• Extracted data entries
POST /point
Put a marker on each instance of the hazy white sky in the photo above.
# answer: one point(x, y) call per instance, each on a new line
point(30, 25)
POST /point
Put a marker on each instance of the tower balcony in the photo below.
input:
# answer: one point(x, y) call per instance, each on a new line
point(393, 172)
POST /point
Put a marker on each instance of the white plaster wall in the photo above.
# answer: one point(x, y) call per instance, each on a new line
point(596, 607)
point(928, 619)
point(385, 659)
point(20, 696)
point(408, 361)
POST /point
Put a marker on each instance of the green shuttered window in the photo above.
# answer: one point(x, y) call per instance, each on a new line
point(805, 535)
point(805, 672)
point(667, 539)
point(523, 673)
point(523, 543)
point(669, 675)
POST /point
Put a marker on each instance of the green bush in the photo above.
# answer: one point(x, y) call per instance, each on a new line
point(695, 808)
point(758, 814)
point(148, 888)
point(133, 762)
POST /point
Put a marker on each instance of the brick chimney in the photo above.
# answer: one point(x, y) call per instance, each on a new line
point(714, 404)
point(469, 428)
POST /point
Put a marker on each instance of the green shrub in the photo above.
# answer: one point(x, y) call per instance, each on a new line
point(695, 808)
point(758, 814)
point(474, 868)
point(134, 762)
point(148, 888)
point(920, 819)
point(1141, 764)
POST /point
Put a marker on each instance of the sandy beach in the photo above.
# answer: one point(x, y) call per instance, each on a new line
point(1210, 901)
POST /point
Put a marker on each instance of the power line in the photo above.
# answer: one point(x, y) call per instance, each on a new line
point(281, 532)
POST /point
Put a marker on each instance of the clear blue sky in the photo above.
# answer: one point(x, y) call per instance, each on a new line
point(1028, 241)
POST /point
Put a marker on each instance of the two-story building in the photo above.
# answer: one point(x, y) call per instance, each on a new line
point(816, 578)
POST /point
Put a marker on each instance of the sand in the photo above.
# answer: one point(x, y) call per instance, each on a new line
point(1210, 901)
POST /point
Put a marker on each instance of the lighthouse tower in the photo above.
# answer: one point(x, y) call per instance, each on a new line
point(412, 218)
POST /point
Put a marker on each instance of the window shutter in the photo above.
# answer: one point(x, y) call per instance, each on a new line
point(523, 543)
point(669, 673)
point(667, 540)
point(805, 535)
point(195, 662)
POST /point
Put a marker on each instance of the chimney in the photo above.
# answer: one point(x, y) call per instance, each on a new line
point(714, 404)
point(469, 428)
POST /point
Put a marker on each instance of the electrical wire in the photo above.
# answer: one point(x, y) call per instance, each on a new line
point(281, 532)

• Exercise
Write the entries out once more, exactly, without dropping a line.

• Response to the task
POST /point
Put a marker on each instance of the hazy white sky in the photo above.
# answer: one point(x, y) call per instance, each on a new line
point(30, 25)
POST /point
Put a marker on each instance of the tower balcony in the photo below.
input:
# answer: one point(x, y) call per instance, each on a new line
point(393, 172)
POST /point
Put a marker on each instance of the white plaster wall in the photo above.
# answer: one point(x, y) call per instance, each on a new line
point(596, 607)
point(928, 619)
point(385, 659)
point(20, 696)
point(408, 361)
POST /point
Put a marker on each instance of the green shuttered window in the photo above.
# answer: one point(x, y) call per instance, each on a new line
point(805, 535)
point(805, 672)
point(667, 539)
point(523, 673)
point(523, 543)
point(669, 675)
POST /point
Put a marker on each instance of the green bush in the photo above.
# answer: one point(x, y) call per instance, each on a new line
point(695, 808)
point(758, 814)
point(148, 888)
point(133, 762)
POST /point
Put a marker on each instance of the brick chimney in the photo above.
# answer: one point(x, y) call per instance, each on a new line
point(714, 404)
point(469, 428)
POST /point
Put a marker on each instance of the green shrub in the photo above.
# answer: one point(x, y) call per instance, each on a new line
point(695, 808)
point(758, 814)
point(474, 868)
point(134, 762)
point(148, 888)
point(920, 819)
point(1141, 764)
POST /point
Put a marker on each instance of the sandy beach in the photo above.
# answer: one point(x, y) call per instance, each on a new line
point(1210, 901)
POST /point
Put a marker on each instance of the power line in the photo above.
# answer: one point(x, y) call per instance, each on a new line
point(281, 532)
POST /point
Put a marker on each instance of the clear blue sky in the photo above.
# answer: one point(x, y) call per instance, each on a new line
point(1028, 241)
POST /point
Put a marker on each instance of the two-story building in the photo above.
# answer: one point(x, y) call per instance, each on a new line
point(816, 578)
POST /point
Put a marker on each instance of the sand in the photo above.
# answer: one point(x, y) call per instance, each on a new line
point(1210, 901)
POST /point
Put a marker on each instance of the lighthouse tower in the photo above.
# answer: one point(x, y) call per instance, each on a new line
point(412, 218)
POST /point
Put a marker on each instance of the window shutter in the photo above.
# answer: one point(x, y) call per instance, each on a new line
point(523, 543)
point(669, 673)
point(667, 540)
point(805, 535)
point(195, 662)
POST /point
Put a marker on each instance of the chimney in the photo above.
# answer: one point(x, y) call per instance, each on a new line
point(714, 404)
point(469, 428)
POST /point
Put a marker on each instance of the electrical wire in the photo above.
# answer: one point(x, y) call per instance, each on a new line
point(281, 532)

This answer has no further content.